=== Extracted information ===
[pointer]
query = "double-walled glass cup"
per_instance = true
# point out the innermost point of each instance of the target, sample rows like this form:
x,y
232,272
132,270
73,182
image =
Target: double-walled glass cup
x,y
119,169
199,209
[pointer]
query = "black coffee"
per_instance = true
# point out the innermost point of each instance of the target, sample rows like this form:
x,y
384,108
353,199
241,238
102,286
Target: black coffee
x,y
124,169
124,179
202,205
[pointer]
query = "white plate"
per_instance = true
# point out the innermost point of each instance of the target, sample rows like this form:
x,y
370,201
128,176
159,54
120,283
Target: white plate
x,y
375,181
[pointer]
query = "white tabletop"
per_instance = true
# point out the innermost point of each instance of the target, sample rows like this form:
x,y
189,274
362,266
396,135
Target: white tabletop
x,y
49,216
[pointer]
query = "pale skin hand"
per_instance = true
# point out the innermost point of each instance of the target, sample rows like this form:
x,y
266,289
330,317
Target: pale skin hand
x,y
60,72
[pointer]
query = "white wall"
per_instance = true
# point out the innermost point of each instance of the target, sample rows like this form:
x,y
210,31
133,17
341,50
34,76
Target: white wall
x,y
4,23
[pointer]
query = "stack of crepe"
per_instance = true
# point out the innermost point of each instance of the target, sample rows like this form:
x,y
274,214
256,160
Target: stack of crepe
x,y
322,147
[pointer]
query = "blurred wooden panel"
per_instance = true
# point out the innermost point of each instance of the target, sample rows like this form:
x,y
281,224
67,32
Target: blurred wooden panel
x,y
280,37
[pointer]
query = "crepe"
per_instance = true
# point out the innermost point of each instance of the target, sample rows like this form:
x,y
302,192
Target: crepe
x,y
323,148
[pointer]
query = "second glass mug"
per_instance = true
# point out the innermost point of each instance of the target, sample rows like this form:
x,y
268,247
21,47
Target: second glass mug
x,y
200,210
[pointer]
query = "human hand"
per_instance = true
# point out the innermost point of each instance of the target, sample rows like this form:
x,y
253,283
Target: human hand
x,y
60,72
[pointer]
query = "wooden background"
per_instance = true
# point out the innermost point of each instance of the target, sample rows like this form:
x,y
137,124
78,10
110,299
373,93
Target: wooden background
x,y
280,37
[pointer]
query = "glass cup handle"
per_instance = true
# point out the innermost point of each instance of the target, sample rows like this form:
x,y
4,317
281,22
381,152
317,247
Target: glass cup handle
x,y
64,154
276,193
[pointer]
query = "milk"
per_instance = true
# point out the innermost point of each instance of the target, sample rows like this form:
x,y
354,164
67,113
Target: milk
===
### Exercise brief
Print every record above exactly as written.

### Response
[pointer]
query = "double-walled glass cup"
per_instance = true
# point out the innermost point of each instance of the target, sample rows like this form:
x,y
232,272
132,270
73,182
image =
Target: double-walled glass cup
x,y
119,169
199,209
[pointer]
query = "black coffee"
per_instance = true
# point out the innermost point of each instance of the target, sample rows like this form:
x,y
384,108
353,199
241,238
102,286
Target: black coffee
x,y
124,169
124,179
202,205
[pointer]
query = "white plate"
per_instance = true
# point out the innermost point of each instance of the target, sample rows like this form:
x,y
370,201
128,176
159,54
120,283
Target: white plate
x,y
375,181
[pointer]
query = "white tabletop"
per_instance = true
# point out the innermost point of each instance of the target, sample rows like this form:
x,y
189,274
362,266
396,135
Target: white tabletop
x,y
49,216
[pointer]
query = "pale skin hand"
per_instance = true
# point out the innermost point of each instance of the target, sample rows like this form:
x,y
266,289
330,317
Target: pale skin hand
x,y
60,72
[pointer]
query = "white wall"
per_instance = true
# point out the innermost point of each instance of the target, sample rows like this form:
x,y
210,31
133,17
341,50
34,76
Target: white wall
x,y
4,23
[pointer]
query = "stack of crepe"
per_instance = true
# point out the innermost point of each instance of the target, sample rows like this form:
x,y
274,214
256,160
Target: stack of crepe
x,y
322,147
[pointer]
query = "blurred wooden panel"
per_instance = true
# point out the innermost point of each instance of the target, sample rows like this form:
x,y
281,224
67,32
Target: blurred wooden panel
x,y
280,37
[pointer]
query = "crepe"
per_instance = true
# point out the innermost point of each instance of the target, sample rows like this form:
x,y
302,192
Target: crepe
x,y
323,148
[pointer]
query = "second glass mug"
per_instance = true
# point out the innermost point of each instance of the target, sample rows like this form:
x,y
268,247
21,47
Target: second glass mug
x,y
200,210
[pointer]
query = "human hand"
per_instance = true
# point out the innermost point of each instance of the target, sample rows like this form:
x,y
253,283
Target: human hand
x,y
60,72
[pointer]
query = "wooden background"
per_instance = true
# point out the innermost point of each instance of the target, sample rows like this form:
x,y
137,124
78,10
110,299
373,93
Target: wooden background
x,y
280,37
[pointer]
query = "glass cup handle"
per_instance = true
# point out the innermost point of each instance of the target, sample rows like this form:
x,y
4,317
281,22
381,152
317,247
Target: glass cup handle
x,y
64,154
276,193
[pointer]
query = "milk"
per_instance = true
# point out the innermost point of each instance of the target, sample rows like this form:
x,y
354,164
67,113
Target: milk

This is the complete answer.